┌──

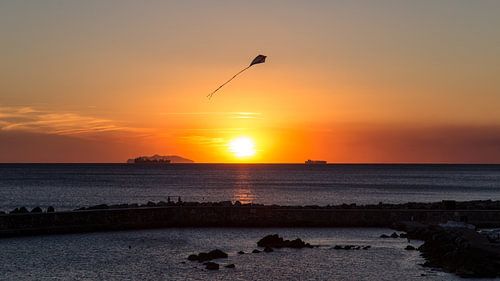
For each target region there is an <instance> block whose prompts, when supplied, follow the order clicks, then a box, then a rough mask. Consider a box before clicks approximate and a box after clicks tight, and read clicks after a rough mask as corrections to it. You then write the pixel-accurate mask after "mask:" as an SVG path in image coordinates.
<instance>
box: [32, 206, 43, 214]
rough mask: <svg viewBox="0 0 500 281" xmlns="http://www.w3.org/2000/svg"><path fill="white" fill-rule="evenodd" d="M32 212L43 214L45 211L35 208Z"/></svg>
mask: <svg viewBox="0 0 500 281" xmlns="http://www.w3.org/2000/svg"><path fill="white" fill-rule="evenodd" d="M31 212H32V213H41V212H43V211H42V208H40V207H35V208H33V210H31Z"/></svg>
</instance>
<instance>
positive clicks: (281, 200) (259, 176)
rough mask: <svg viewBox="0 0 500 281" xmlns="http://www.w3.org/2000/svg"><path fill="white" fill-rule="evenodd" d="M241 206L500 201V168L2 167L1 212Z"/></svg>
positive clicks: (373, 166) (34, 165)
mask: <svg viewBox="0 0 500 281" xmlns="http://www.w3.org/2000/svg"><path fill="white" fill-rule="evenodd" d="M169 196H171V197H172V199H174V200H176V199H177V197H178V196H181V197H182V199H183V200H184V201H188V200H189V201H223V200H232V201H235V200H239V201H242V202H243V203H249V202H254V203H264V204H281V205H328V204H342V203H358V204H367V203H373V204H376V203H378V202H386V203H400V202H408V201H414V202H429V201H441V200H444V199H455V200H475V199H493V200H499V199H500V165H324V166H323V165H319V166H306V165H297V164H296V165H290V164H288V165H281V164H276V165H270V164H254V165H245V164H194V165H177V164H176V165H166V166H143V165H142V166H141V165H123V164H56V165H48V164H24V165H13V164H0V210H12V209H13V208H16V207H20V206H27V207H30V208H32V207H35V206H42V207H47V206H50V205H52V206H54V207H55V208H56V209H57V210H63V209H75V208H79V207H82V206H89V205H97V204H103V203H104V204H116V203H146V202H147V201H156V202H158V201H161V200H163V201H166V200H167V198H168V197H169Z"/></svg>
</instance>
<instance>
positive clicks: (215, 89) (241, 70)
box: [207, 55, 266, 99]
mask: <svg viewBox="0 0 500 281" xmlns="http://www.w3.org/2000/svg"><path fill="white" fill-rule="evenodd" d="M264 62H266V56H264V55H258V56H256V57H255V58H254V59H253V61H252V62H251V63H250V65H249V66H247V67H245V68H243V70H241V71H240V72H238V73H236V74H235V75H234V76H233V77H231V79H229V80H227V81H226V82H225V83H224V84H222V85H220V86H219V88H217V89H215V91H213V92H211V93H210V94H208V95H207V97H208V98H209V99H210V98H212V96H213V95H214V94H215V92H217V91H218V90H220V88H222V87H224V85H226V84H227V83H229V82H231V80H233V79H234V78H236V76H238V75H240V74H241V73H242V72H243V71H245V70H247V69H249V68H250V67H251V66H252V65H254V64H259V63H264Z"/></svg>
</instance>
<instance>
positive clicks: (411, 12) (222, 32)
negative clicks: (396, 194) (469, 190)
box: [0, 0, 500, 163]
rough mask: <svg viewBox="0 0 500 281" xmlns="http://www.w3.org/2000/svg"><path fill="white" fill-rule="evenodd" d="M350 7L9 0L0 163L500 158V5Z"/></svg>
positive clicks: (358, 161)
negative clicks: (152, 157)
mask: <svg viewBox="0 0 500 281" xmlns="http://www.w3.org/2000/svg"><path fill="white" fill-rule="evenodd" d="M346 2H347V1H345V2H344V1H319V0H318V1H307V2H306V1H273V2H272V3H268V1H255V2H253V1H252V3H250V2H243V1H182V3H180V2H168V1H147V2H146V3H139V2H136V1H83V2H71V3H70V2H60V1H43V2H42V1H26V2H24V1H23V2H17V1H9V2H7V1H4V2H2V3H0V36H1V38H2V44H1V45H0V53H1V54H2V63H1V64H0V162H124V161H125V160H126V159H127V158H130V157H134V156H138V155H151V154H155V153H157V154H162V155H172V154H176V155H181V156H184V157H187V158H190V159H193V160H195V161H196V162H302V161H304V160H306V159H308V158H313V159H325V160H328V161H330V162H440V163H441V162H446V163H448V162H451V163H472V162H473V163H499V162H500V110H498V105H499V104H500V80H498V73H500V31H499V29H498V26H500V18H499V17H498V13H499V12H500V3H498V2H497V1H440V2H433V1H411V2H410V1H408V2H394V1H377V3H374V2H373V1H359V2H358V1H356V2H349V3H346ZM417 2H418V3H417ZM259 53H262V54H265V55H267V56H268V60H267V62H266V63H265V64H260V65H256V66H254V67H252V68H251V69H249V70H248V71H247V72H245V73H243V74H242V75H241V76H240V77H238V78H237V79H235V80H234V81H232V82H231V83H230V84H228V85H227V86H226V87H224V88H223V89H222V90H221V91H220V92H218V93H217V94H216V96H214V98H213V99H212V100H208V99H207V98H206V97H205V96H206V95H207V94H208V93H210V92H211V91H212V90H214V89H215V88H216V87H217V86H218V85H219V84H221V83H222V82H224V81H225V80H226V79H228V78H230V77H231V76H232V75H233V74H234V73H236V72H237V71H239V70H241V69H242V68H243V67H245V66H247V65H248V63H249V62H250V61H251V60H252V59H253V57H255V56H256V55H257V54H259ZM239 136H246V137H249V138H252V139H253V141H254V142H255V149H256V154H255V156H253V157H249V158H245V159H239V158H237V157H235V156H234V155H233V154H232V153H230V152H229V150H228V142H230V141H231V140H232V139H234V138H236V137H239Z"/></svg>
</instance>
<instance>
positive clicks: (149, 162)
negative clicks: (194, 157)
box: [127, 154, 194, 164]
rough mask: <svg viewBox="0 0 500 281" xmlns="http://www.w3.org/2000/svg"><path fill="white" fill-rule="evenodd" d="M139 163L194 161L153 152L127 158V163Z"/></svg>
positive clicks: (178, 162) (181, 157) (177, 162)
mask: <svg viewBox="0 0 500 281" xmlns="http://www.w3.org/2000/svg"><path fill="white" fill-rule="evenodd" d="M140 163H155V164H156V163H158V164H169V163H194V161H193V160H191V159H187V158H184V157H181V156H177V155H167V156H162V155H158V154H155V155H153V156H139V157H136V158H131V159H128V160H127V164H140Z"/></svg>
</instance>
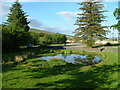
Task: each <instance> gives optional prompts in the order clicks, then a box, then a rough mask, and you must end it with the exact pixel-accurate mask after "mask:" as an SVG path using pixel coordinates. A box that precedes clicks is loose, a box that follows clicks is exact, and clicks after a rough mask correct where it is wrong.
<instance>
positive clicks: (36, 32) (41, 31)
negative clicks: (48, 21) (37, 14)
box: [29, 28, 74, 40]
mask: <svg viewBox="0 0 120 90" xmlns="http://www.w3.org/2000/svg"><path fill="white" fill-rule="evenodd" d="M29 31H30V32H36V33H47V34H55V33H54V32H49V31H44V30H38V29H33V28H31V29H30V30H29ZM66 37H67V39H68V40H69V39H73V38H74V36H70V35H66Z"/></svg>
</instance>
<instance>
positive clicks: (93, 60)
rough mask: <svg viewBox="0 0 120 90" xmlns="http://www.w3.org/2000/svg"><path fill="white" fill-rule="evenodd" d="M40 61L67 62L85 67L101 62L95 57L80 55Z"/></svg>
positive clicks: (66, 55) (42, 59) (47, 56)
mask: <svg viewBox="0 0 120 90" xmlns="http://www.w3.org/2000/svg"><path fill="white" fill-rule="evenodd" d="M38 59H42V60H47V61H50V60H65V61H67V62H69V63H73V64H76V63H79V64H84V65H92V64H95V63H99V62H100V61H101V58H100V57H97V56H93V55H79V54H70V55H63V54H57V55H55V56H45V57H41V58H38Z"/></svg>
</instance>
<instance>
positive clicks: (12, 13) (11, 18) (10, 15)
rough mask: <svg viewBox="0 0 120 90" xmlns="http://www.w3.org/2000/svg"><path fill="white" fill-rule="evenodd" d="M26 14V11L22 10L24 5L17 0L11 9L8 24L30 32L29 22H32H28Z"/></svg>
mask: <svg viewBox="0 0 120 90" xmlns="http://www.w3.org/2000/svg"><path fill="white" fill-rule="evenodd" d="M25 14H26V13H25V12H24V11H23V10H22V6H21V5H20V3H19V2H18V0H17V1H16V2H15V3H14V4H13V5H12V7H11V9H10V13H9V15H8V20H7V23H6V24H8V25H10V26H12V27H14V29H15V30H25V31H26V32H28V31H29V26H28V24H29V23H30V22H27V18H26V17H27V15H25Z"/></svg>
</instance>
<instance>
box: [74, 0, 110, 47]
mask: <svg viewBox="0 0 120 90" xmlns="http://www.w3.org/2000/svg"><path fill="white" fill-rule="evenodd" d="M78 4H79V5H82V7H80V8H79V10H82V13H81V14H78V17H77V20H76V23H75V25H78V26H79V27H78V28H77V29H76V30H75V33H76V34H75V36H76V37H77V38H79V39H81V40H83V41H84V42H85V43H86V44H87V45H88V46H89V47H92V46H93V45H94V42H95V39H100V40H103V39H106V37H105V36H106V34H107V32H108V30H107V26H102V25H101V22H103V21H106V20H104V19H105V16H104V15H103V13H104V12H106V11H105V10H103V8H104V5H103V4H101V2H100V1H98V0H89V1H84V2H82V3H78Z"/></svg>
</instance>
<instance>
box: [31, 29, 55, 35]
mask: <svg viewBox="0 0 120 90" xmlns="http://www.w3.org/2000/svg"><path fill="white" fill-rule="evenodd" d="M30 32H36V33H49V34H54V32H48V31H44V30H38V29H33V28H31V29H30Z"/></svg>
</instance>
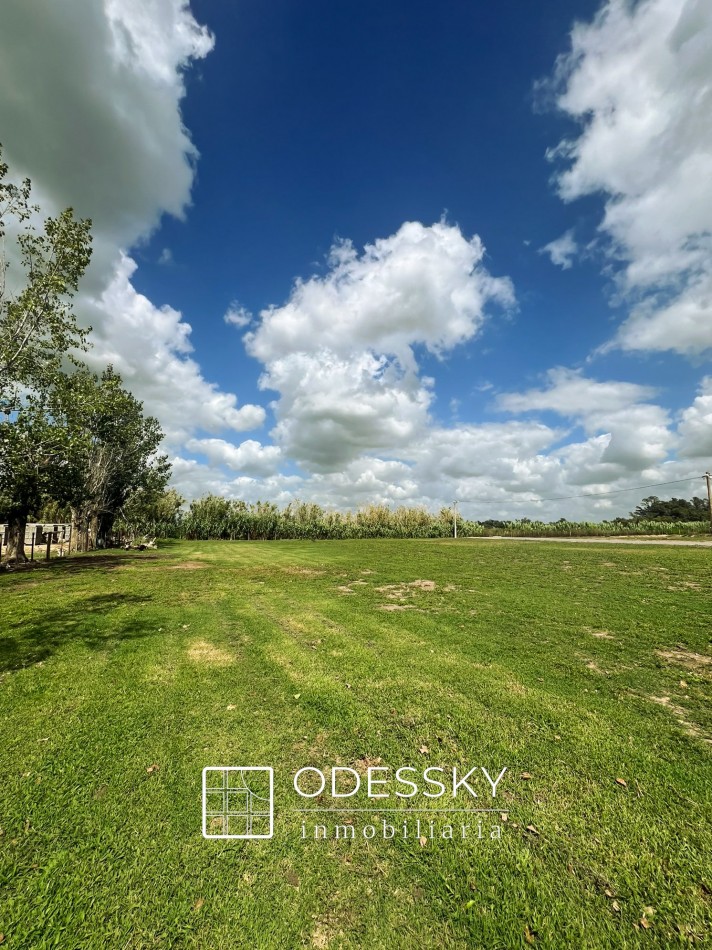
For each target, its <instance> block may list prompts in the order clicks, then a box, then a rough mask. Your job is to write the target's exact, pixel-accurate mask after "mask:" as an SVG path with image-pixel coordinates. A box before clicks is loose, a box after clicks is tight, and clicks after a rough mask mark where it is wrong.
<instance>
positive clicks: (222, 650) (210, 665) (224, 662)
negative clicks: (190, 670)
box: [188, 640, 233, 666]
mask: <svg viewBox="0 0 712 950" xmlns="http://www.w3.org/2000/svg"><path fill="white" fill-rule="evenodd" d="M188 659H189V660H191V661H192V662H193V663H204V664H205V665H206V666H229V665H230V664H231V663H232V662H233V657H232V656H231V655H230V654H229V653H228V652H227V650H221V649H220V647H216V646H214V645H213V644H212V643H208V641H207V640H195V641H194V642H193V643H191V645H190V646H189V647H188Z"/></svg>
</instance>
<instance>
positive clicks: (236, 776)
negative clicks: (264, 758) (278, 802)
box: [203, 765, 274, 839]
mask: <svg viewBox="0 0 712 950" xmlns="http://www.w3.org/2000/svg"><path fill="white" fill-rule="evenodd" d="M273 833H274V771H273V769H272V768H270V767H269V766H255V765H245V766H239V765H224V766H208V767H207V768H204V769H203V837H204V838H238V839H240V838H242V839H255V838H271V837H272V835H273Z"/></svg>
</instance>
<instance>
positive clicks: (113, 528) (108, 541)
mask: <svg viewBox="0 0 712 950" xmlns="http://www.w3.org/2000/svg"><path fill="white" fill-rule="evenodd" d="M114 518H115V515H114V513H113V511H105V512H103V513H102V514H101V515H100V516H99V530H98V533H97V547H98V546H101V547H105V548H106V547H108V546H109V541H110V540H111V537H112V534H113V532H114ZM99 542H101V545H100V544H99Z"/></svg>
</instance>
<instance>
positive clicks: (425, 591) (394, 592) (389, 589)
mask: <svg viewBox="0 0 712 950" xmlns="http://www.w3.org/2000/svg"><path fill="white" fill-rule="evenodd" d="M436 587H437V584H436V583H435V581H427V580H417V581H409V582H403V583H402V584H385V585H384V586H383V587H377V588H376V590H377V591H378V593H379V594H385V595H386V597H389V598H390V599H391V600H405V598H406V597H408V596H410V595H411V594H414V593H416V591H424V592H425V593H432V592H433V591H434V590H435V588H436Z"/></svg>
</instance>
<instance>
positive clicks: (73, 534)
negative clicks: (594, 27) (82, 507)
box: [69, 508, 82, 553]
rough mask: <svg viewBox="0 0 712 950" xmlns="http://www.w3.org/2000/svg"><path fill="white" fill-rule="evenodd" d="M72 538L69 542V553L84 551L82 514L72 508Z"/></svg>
mask: <svg viewBox="0 0 712 950" xmlns="http://www.w3.org/2000/svg"><path fill="white" fill-rule="evenodd" d="M71 532H72V536H71V540H70V542H69V551H70V553H71V552H75V551H81V550H82V513H81V511H80V510H79V509H78V508H72V528H71Z"/></svg>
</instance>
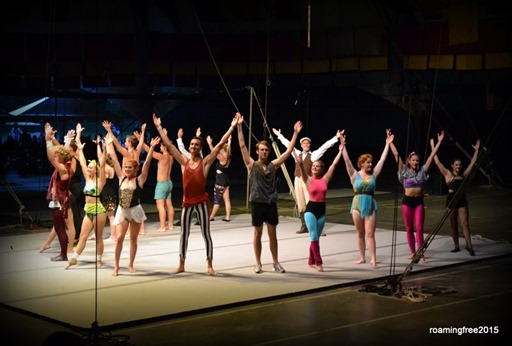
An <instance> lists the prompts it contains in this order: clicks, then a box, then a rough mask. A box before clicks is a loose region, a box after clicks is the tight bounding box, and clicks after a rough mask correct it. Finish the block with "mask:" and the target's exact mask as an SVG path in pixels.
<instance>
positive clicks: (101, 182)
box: [98, 141, 107, 190]
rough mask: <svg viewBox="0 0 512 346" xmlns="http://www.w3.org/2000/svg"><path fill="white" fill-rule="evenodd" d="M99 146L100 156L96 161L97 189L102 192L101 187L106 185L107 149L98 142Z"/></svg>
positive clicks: (103, 186)
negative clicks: (105, 170)
mask: <svg viewBox="0 0 512 346" xmlns="http://www.w3.org/2000/svg"><path fill="white" fill-rule="evenodd" d="M99 142H100V143H101V145H102V146H103V150H102V154H101V155H98V160H99V162H100V178H99V184H98V185H99V186H98V188H99V189H100V190H103V187H104V186H105V184H106V183H107V172H106V171H105V166H106V165H107V151H106V150H107V147H106V145H107V144H106V143H105V142H102V141H99Z"/></svg>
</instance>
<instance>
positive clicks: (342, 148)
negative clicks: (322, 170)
mask: <svg viewBox="0 0 512 346" xmlns="http://www.w3.org/2000/svg"><path fill="white" fill-rule="evenodd" d="M343 147H344V145H343V143H341V144H340V145H339V146H338V154H337V155H336V157H335V158H334V160H333V161H332V163H331V165H330V166H329V169H328V170H327V172H326V173H325V174H324V180H325V182H326V183H329V182H330V181H331V179H332V176H333V175H334V171H335V170H336V166H337V165H338V163H339V162H340V160H341V156H342V155H343Z"/></svg>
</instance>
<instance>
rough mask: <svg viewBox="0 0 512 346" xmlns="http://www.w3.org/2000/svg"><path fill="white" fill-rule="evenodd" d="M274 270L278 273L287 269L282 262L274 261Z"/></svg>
mask: <svg viewBox="0 0 512 346" xmlns="http://www.w3.org/2000/svg"><path fill="white" fill-rule="evenodd" d="M274 271H275V272H277V273H285V272H286V270H284V268H283V267H282V266H281V264H279V262H278V263H274Z"/></svg>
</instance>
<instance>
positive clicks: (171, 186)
mask: <svg viewBox="0 0 512 346" xmlns="http://www.w3.org/2000/svg"><path fill="white" fill-rule="evenodd" d="M164 132H165V135H167V130H166V129H164ZM138 140H139V141H142V142H143V141H144V138H138ZM143 148H144V150H146V151H148V150H149V145H147V144H146V143H144V144H143ZM153 158H154V159H155V160H157V161H158V165H157V171H156V187H155V196H154V198H155V203H156V208H157V210H158V218H159V220H160V227H159V228H158V231H157V232H165V231H167V230H173V229H174V224H173V219H174V207H173V205H172V188H173V183H172V180H171V170H172V164H173V163H174V158H173V157H172V155H171V154H170V153H169V149H167V147H166V146H165V144H164V143H163V142H161V143H160V152H157V151H155V152H153ZM166 220H167V226H166V224H165V222H166Z"/></svg>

└──

* EXERCISE DIRECTIONS: Copy word for word the lines from the start of the records through the line with "box: [32, 206, 43, 214]", including that line. Leave the pictures out of your answer.

* RESULT FOR THIS EXERCISE:
For each target region there is an <instance> block whose prompts, when supplied, follow the order clicks, then a box, then a rough mask. Consider a box before clicks approximate and a box after clicks tight, and read clicks after a rough mask as corrections to it. You then write the pixel-accurate mask after "mask:" as an SVG path in image coordinates.
<instance>
box: [32, 206, 43, 214]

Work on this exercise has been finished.